__PROBLEM TO SOLVE__
Output the lines of the material below as a JSON list of strings, one string per line with blank lines omitted, covering everything from its very first line down to and including the line that contains "pixel 710 261".

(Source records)

## START

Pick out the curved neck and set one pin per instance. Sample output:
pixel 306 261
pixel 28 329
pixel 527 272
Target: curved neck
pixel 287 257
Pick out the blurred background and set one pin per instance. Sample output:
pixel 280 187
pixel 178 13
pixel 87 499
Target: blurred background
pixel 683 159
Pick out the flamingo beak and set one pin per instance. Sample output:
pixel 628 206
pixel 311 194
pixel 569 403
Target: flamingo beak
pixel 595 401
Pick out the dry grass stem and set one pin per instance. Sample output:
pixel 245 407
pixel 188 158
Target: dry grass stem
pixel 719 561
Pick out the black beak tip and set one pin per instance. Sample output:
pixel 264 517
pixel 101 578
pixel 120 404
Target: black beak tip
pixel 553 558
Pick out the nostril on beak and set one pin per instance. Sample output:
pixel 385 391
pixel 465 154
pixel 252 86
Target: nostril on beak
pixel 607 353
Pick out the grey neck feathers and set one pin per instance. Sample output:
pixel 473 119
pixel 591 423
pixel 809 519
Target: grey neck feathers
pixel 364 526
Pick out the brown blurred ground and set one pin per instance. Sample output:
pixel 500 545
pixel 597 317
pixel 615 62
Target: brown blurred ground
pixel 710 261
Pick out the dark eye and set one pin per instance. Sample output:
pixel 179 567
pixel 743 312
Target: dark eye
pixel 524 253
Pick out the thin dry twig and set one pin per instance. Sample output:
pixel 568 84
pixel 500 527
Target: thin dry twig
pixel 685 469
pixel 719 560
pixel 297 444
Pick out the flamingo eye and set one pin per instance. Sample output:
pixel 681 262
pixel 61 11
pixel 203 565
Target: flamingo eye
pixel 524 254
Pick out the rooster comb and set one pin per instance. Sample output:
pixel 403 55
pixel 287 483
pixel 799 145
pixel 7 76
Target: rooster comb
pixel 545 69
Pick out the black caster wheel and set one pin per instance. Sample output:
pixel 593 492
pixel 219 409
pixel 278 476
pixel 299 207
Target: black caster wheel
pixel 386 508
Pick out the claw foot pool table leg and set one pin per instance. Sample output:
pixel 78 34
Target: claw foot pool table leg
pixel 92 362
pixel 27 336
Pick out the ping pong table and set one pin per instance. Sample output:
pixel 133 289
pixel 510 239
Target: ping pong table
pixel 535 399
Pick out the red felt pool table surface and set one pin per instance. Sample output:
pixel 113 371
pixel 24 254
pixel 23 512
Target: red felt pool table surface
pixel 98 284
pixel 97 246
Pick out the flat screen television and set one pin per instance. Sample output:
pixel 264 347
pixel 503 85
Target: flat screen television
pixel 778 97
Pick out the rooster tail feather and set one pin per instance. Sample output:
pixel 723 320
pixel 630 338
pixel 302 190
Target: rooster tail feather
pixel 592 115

## END

__SOLUTION TO THIS TASK__
[
  "Pick out the curved neck and set one pin per instance. Sample output:",
  "pixel 306 261",
  "pixel 28 329",
  "pixel 527 272",
  "Target: curved neck",
  "pixel 287 257",
  "Pick out the blurred background and set one pin per instance. Sample output:",
  "pixel 280 187",
  "pixel 178 13",
  "pixel 87 499",
  "Target: blurred background",
  "pixel 683 159",
  "Pick out the flamingo beak and set one pin per instance. Sample output:",
  "pixel 628 206",
  "pixel 311 194",
  "pixel 569 403",
  "Target: flamingo beak",
  "pixel 595 401",
  "Pick out the dry grass stem and set one pin per instance. Sample output:",
  "pixel 245 407",
  "pixel 188 158",
  "Target: dry grass stem",
  "pixel 719 561",
  "Pick out the black beak tip and set one pin per instance. Sample output:",
  "pixel 264 517",
  "pixel 101 578",
  "pixel 120 404",
  "Target: black beak tip",
  "pixel 553 558",
  "Pick out the nostril on beak and set one pin per instance. Sample output:",
  "pixel 385 391",
  "pixel 465 154",
  "pixel 252 86",
  "Target: nostril on beak",
  "pixel 607 353",
  "Pick out the grey neck feathers and set one pin per instance. Sample output:",
  "pixel 473 119",
  "pixel 591 423",
  "pixel 809 519",
  "Target: grey neck feathers",
  "pixel 364 526",
  "Pick out the brown blurred ground and set one pin per instance. Sample output:",
  "pixel 500 545",
  "pixel 597 317",
  "pixel 615 62",
  "Target: brown blurred ground",
  "pixel 710 261"
]